Assignment – Restate word for word the run of lines that begins at the one containing "Target: wet pavement" and ends at the last line of the listing.

Records to use –
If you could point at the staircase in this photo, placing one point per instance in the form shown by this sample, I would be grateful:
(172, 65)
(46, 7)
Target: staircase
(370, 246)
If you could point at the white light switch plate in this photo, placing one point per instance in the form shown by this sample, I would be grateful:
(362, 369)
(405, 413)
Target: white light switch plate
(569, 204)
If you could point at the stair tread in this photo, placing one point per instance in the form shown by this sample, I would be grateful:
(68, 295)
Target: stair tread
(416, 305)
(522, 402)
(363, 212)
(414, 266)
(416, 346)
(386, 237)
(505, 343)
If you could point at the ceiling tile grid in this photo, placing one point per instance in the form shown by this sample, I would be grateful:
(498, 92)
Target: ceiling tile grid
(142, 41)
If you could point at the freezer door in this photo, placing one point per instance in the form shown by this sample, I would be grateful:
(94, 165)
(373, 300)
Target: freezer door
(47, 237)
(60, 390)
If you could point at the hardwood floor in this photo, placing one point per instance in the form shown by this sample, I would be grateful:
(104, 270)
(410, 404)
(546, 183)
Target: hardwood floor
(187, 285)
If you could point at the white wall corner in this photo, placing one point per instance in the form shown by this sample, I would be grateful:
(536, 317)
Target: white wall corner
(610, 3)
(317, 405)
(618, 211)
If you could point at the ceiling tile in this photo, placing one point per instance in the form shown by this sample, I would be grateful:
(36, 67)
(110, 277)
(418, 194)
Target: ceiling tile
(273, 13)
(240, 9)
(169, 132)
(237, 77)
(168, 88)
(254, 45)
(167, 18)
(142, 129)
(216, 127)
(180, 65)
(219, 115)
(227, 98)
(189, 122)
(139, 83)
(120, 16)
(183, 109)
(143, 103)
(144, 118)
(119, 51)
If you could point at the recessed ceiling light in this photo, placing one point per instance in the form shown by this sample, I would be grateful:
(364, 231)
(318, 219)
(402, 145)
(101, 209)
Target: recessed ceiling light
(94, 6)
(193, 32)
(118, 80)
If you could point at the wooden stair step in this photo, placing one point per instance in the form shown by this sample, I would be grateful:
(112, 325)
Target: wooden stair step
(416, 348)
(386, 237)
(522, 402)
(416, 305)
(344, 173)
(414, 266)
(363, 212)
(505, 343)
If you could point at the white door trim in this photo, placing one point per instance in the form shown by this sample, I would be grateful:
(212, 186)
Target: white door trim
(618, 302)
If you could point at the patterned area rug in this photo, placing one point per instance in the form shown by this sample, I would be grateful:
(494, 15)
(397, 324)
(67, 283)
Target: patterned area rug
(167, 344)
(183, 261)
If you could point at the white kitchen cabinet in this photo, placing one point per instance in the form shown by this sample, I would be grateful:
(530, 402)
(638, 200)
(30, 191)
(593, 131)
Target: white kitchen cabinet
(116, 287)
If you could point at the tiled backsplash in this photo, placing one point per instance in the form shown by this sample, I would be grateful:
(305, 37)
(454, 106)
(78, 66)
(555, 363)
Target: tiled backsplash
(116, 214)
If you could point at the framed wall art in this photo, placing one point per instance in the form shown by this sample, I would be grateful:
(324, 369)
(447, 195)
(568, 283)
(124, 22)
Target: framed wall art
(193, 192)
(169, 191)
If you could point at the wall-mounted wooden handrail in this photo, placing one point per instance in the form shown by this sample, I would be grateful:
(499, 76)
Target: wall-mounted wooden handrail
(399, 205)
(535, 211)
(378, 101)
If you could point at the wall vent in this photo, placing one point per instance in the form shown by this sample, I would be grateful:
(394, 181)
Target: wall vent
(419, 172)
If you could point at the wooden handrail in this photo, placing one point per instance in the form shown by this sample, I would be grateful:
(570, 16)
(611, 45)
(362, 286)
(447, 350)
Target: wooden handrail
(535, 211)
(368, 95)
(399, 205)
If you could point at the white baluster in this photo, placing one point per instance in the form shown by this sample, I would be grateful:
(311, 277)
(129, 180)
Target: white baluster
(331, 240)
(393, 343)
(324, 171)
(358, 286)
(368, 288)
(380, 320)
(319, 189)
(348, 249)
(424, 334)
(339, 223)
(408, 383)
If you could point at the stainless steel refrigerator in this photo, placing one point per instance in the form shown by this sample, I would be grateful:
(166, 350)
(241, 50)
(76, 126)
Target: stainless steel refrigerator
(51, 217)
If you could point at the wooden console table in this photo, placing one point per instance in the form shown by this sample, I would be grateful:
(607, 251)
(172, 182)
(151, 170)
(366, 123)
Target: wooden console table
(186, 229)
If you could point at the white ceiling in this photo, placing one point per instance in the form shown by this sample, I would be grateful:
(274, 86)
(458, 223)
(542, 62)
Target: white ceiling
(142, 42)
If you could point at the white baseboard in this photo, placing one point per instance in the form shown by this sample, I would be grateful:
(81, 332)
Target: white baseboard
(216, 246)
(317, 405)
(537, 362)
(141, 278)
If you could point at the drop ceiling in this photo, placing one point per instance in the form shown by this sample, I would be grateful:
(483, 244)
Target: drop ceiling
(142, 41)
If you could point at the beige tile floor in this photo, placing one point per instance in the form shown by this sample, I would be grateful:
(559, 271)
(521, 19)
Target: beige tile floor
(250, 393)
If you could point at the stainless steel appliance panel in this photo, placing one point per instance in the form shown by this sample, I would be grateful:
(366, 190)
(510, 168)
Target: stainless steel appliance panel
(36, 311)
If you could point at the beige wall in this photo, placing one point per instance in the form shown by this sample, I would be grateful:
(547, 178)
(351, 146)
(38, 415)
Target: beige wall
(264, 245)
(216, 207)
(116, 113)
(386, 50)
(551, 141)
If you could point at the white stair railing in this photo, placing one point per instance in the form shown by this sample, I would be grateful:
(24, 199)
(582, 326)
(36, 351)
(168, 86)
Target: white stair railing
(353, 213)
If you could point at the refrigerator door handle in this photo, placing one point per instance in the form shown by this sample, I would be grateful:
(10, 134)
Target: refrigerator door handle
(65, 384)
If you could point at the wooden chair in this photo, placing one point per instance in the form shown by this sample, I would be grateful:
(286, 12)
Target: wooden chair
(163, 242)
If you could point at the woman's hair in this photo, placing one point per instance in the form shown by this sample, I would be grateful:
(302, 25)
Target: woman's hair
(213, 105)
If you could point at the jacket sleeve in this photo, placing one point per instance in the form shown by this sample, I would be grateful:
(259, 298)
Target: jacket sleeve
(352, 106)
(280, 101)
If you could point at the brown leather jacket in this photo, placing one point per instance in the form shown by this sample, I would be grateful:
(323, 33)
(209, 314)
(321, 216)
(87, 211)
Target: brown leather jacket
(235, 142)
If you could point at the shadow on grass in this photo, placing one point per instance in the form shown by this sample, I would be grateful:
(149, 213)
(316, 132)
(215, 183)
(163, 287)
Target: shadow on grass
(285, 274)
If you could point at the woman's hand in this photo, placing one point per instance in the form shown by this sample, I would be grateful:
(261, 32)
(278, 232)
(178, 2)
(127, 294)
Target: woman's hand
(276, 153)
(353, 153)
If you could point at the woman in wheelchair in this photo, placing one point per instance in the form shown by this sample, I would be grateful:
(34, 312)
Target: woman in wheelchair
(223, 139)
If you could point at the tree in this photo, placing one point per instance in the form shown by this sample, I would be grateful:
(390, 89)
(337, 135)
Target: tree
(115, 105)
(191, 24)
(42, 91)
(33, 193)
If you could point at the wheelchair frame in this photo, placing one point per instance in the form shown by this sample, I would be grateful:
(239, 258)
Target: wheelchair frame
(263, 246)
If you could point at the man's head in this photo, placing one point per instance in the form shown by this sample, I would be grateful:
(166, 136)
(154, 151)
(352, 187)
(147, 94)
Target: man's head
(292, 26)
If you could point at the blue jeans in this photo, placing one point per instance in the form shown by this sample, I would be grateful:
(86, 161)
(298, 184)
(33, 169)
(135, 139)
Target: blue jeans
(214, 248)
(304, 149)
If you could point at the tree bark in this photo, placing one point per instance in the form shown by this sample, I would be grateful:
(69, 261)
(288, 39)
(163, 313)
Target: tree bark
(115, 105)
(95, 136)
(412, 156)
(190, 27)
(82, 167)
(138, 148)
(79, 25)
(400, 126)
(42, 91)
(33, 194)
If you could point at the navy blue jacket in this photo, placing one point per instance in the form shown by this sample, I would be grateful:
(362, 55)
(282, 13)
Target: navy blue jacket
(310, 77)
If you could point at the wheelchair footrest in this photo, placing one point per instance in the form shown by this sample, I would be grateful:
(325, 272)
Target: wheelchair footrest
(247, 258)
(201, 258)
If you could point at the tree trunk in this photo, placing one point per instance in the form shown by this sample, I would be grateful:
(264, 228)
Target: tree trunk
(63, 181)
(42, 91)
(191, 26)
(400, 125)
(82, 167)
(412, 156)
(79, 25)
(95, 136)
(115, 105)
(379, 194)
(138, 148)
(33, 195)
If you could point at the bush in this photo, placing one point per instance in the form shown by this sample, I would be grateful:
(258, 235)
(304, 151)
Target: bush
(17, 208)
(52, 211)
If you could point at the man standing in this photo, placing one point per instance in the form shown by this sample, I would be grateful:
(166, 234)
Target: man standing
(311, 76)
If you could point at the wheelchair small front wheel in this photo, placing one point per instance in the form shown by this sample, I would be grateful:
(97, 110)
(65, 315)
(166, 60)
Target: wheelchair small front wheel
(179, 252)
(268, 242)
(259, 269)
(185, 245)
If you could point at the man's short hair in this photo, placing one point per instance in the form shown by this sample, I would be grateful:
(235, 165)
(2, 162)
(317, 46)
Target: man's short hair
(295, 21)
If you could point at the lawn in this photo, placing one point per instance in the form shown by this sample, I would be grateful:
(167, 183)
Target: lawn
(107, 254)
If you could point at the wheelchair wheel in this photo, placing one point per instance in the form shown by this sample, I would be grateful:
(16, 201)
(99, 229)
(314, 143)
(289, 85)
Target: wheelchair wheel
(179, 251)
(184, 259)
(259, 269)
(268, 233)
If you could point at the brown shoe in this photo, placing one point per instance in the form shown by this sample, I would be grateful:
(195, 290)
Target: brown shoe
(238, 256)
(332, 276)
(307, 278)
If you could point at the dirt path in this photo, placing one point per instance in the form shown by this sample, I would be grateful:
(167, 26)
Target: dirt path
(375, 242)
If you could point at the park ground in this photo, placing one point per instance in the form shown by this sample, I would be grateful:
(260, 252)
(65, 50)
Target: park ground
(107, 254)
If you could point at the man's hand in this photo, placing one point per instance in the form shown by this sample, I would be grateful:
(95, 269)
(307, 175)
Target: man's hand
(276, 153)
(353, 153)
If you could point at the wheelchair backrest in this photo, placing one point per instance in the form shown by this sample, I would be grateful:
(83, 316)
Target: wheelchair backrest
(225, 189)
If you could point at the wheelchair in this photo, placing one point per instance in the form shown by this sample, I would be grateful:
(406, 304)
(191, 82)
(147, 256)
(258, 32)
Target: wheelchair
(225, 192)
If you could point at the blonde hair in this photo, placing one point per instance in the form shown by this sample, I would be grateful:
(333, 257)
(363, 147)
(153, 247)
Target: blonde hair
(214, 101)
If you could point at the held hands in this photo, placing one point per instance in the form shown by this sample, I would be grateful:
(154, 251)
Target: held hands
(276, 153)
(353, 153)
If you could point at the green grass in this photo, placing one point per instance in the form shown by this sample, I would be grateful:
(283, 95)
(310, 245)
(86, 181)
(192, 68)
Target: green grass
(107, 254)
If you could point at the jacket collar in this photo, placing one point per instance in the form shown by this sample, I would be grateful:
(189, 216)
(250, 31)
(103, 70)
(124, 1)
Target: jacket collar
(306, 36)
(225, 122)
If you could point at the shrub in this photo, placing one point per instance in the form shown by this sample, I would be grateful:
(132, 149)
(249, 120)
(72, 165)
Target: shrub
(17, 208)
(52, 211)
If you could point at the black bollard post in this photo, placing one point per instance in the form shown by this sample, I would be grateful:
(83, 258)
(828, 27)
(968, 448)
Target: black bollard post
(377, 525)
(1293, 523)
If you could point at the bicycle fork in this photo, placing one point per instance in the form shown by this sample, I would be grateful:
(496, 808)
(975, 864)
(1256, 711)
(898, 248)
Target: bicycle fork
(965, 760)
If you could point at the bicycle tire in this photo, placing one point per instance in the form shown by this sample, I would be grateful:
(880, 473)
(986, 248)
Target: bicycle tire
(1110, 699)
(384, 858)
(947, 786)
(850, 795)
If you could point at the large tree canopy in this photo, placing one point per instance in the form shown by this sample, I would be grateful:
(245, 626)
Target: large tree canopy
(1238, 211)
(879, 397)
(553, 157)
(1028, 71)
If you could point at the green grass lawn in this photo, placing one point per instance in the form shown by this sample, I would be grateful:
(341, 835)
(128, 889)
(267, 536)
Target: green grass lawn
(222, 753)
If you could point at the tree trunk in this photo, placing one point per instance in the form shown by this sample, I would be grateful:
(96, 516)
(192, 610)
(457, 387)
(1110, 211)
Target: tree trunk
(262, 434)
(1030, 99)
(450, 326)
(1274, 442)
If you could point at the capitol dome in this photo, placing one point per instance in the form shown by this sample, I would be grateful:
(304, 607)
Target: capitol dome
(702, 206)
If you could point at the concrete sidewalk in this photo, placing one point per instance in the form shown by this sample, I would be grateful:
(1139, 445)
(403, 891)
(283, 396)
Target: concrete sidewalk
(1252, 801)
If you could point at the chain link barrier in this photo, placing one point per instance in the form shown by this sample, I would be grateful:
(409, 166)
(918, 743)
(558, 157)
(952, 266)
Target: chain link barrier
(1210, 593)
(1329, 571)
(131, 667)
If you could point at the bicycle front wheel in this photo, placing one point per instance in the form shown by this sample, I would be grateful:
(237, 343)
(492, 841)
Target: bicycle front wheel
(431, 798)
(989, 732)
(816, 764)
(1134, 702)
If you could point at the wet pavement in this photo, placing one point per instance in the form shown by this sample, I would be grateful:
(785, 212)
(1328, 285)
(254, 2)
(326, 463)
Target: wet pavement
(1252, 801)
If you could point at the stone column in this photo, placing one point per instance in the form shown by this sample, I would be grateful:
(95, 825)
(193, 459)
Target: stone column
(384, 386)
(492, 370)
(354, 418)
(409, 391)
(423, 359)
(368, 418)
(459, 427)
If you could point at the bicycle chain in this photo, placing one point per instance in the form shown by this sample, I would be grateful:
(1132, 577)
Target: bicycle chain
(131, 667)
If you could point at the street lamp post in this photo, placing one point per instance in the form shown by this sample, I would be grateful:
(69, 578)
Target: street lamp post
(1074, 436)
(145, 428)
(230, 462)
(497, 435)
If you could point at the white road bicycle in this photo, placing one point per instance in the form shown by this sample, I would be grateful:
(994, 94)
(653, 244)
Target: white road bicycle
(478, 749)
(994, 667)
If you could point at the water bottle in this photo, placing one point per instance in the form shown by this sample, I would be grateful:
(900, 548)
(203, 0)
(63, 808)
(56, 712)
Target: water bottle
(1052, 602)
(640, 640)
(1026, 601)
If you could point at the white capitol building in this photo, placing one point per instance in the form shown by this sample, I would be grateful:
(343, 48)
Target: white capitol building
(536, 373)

Response box –
Target: wet pavement
(1252, 801)
If you could point at the stone column in this photo, placing one point per instance in the form shown by this sample, I would be grateful:
(95, 825)
(193, 459)
Target: stone column
(384, 386)
(492, 370)
(354, 418)
(409, 391)
(423, 359)
(368, 418)
(459, 427)
If you could point at the bicycle chain in this photo, placing one point per instance in the form shown by this sample, I would be grateful:
(1132, 577)
Target: bicycle chain
(131, 667)
If you could point at the street lamp post in this photo, placing one point per instance in the form shown by this sample, I would be grateful:
(69, 578)
Target: street lamp post
(1074, 436)
(145, 428)
(230, 462)
(497, 435)
If you could point at the white road bicycle in this photo, placing one point per instance in the form shown by this sample, I would be grateful:
(994, 94)
(653, 244)
Target: white road bicycle
(478, 749)
(994, 667)
If you could point at the water bottle in this photo, placing one point per instance in the form shown by this sample, I would be grateful:
(900, 548)
(203, 0)
(63, 808)
(56, 712)
Target: water bottle
(1052, 602)
(640, 640)
(1026, 601)
If you could point at the white capitol building in this photo, placing one point per instance in the form shown by this sample, I would be grateful:
(343, 48)
Target: white capitol building
(536, 373)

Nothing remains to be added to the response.